-- Start of Data for this task --

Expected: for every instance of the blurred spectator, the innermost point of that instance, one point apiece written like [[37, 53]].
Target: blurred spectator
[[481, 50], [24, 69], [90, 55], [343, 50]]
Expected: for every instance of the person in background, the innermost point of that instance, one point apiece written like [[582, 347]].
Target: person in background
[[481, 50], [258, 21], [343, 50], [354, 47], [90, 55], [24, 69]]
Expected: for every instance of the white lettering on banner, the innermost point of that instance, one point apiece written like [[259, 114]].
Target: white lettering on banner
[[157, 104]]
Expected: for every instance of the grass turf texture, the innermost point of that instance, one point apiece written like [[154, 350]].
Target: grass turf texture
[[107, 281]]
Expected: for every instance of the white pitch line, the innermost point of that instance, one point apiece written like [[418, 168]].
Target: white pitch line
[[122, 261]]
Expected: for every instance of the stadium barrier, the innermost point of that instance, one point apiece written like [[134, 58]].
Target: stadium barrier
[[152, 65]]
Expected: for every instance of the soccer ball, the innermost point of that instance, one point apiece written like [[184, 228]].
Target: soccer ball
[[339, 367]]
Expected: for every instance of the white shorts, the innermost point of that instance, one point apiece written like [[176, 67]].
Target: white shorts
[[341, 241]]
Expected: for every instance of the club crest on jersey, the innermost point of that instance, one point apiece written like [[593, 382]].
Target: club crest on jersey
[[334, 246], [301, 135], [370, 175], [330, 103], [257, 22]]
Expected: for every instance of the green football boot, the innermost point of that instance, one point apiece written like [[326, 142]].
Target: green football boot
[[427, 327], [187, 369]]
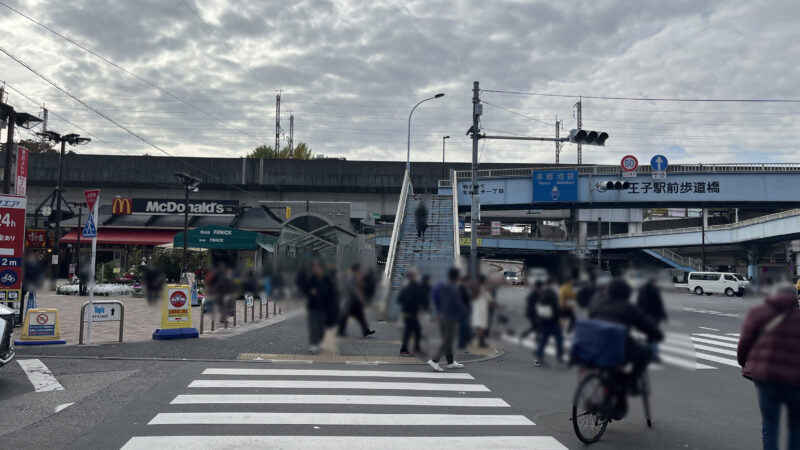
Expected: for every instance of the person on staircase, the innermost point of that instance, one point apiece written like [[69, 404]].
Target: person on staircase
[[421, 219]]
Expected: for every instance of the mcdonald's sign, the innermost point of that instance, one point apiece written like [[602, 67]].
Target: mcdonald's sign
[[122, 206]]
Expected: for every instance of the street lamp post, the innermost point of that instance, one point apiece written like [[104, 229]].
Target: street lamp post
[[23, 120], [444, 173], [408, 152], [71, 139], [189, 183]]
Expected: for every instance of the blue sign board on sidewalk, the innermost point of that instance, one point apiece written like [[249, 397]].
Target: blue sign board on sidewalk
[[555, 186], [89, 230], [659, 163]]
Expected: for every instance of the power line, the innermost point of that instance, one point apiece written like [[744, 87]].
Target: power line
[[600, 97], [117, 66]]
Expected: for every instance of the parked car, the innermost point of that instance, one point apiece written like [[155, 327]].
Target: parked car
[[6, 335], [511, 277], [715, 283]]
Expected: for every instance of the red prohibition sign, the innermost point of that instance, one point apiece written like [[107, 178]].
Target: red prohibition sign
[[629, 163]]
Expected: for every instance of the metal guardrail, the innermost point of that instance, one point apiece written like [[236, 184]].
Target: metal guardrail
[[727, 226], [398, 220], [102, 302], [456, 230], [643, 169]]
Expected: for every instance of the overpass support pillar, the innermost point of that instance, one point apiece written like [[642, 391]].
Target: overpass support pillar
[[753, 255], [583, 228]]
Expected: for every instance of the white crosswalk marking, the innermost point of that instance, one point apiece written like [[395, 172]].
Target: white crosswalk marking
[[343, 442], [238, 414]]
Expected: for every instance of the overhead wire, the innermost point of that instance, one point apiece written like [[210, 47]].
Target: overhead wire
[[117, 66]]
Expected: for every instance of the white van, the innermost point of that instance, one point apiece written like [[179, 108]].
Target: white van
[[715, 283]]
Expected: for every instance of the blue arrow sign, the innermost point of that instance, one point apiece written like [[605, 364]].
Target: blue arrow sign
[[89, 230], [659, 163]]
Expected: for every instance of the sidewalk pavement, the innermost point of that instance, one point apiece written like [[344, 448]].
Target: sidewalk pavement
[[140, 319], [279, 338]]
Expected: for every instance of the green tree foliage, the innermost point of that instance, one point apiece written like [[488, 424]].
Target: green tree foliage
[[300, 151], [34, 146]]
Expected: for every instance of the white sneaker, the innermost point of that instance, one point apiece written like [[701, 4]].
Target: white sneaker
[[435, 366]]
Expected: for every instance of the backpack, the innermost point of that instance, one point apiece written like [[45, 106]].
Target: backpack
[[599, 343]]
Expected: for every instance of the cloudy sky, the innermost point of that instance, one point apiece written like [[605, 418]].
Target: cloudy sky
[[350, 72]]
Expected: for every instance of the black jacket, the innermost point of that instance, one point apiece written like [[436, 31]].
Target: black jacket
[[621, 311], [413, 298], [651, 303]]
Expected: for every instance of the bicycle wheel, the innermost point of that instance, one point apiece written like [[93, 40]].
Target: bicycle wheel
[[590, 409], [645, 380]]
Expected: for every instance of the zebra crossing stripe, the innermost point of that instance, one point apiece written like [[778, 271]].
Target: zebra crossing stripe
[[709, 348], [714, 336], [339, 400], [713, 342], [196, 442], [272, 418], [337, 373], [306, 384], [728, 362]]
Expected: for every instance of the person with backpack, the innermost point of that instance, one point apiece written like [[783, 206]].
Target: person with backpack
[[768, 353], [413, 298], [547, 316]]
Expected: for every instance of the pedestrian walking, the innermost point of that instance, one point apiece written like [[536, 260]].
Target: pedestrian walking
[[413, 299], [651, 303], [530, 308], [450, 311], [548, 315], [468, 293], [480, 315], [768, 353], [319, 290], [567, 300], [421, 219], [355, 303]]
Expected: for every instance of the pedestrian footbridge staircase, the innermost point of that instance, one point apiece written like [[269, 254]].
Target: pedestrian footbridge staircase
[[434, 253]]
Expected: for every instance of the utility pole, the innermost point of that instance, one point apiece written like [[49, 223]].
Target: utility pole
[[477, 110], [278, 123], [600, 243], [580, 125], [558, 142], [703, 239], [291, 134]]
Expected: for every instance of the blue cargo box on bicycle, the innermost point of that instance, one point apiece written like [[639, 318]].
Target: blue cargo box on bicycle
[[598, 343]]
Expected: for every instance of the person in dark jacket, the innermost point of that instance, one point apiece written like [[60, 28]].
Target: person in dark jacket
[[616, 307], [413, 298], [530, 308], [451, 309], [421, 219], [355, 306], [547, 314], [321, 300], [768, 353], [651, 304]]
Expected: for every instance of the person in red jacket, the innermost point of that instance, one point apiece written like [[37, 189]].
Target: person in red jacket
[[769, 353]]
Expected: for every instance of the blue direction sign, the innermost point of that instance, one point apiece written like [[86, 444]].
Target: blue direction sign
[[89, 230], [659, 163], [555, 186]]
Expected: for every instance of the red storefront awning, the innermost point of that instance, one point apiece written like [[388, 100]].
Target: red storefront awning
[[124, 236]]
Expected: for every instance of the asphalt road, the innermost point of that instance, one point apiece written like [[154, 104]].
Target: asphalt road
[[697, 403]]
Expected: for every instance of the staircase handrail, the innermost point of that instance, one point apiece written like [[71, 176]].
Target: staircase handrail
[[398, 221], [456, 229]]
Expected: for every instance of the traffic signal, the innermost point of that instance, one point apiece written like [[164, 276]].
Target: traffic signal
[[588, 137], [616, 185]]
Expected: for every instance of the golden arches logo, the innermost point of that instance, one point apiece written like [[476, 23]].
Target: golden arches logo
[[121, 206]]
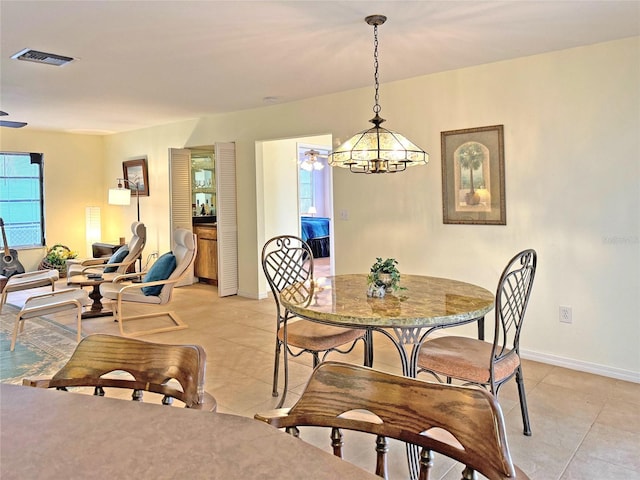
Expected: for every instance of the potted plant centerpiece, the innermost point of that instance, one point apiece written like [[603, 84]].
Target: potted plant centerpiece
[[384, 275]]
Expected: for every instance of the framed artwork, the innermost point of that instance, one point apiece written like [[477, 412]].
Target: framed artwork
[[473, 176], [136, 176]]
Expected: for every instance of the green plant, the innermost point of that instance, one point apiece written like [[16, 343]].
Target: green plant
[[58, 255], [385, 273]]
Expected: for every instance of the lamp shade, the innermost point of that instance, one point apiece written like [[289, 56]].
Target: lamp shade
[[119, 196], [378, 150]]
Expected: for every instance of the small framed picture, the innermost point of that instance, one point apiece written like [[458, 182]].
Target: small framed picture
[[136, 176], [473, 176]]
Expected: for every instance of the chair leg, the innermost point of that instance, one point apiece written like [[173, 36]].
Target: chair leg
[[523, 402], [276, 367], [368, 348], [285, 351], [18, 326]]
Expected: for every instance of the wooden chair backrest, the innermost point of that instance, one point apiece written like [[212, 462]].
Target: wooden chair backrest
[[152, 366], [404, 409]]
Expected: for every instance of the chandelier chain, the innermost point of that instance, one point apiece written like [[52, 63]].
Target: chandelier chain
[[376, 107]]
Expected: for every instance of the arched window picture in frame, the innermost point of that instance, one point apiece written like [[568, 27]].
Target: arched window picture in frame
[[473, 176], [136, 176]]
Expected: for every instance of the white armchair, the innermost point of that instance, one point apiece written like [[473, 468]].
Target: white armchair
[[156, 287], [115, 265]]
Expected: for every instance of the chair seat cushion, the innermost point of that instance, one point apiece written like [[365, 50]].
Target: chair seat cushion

-- End of Data for this task --

What you need to do:
Update the lines starting at the one containing "Expected: for every instance of the person in red" and ending at the one containing "[[89, 230], [659, 163], [555, 186]]", replacing "blue direction sign" with "green direction sign". Leave everything else in those lines unchanged.

Exercise solution:
Expected: for every instance of the person in red jacket, the innermost point of that instance, one point apiece written like [[37, 189]].
Target: person in red jacket
[[769, 353]]
Expected: for every instance of the green direction sign, the innermost point of that instance, one point apiece written like [[86, 444]].
Target: green direction sign
[[89, 230], [659, 163], [555, 186]]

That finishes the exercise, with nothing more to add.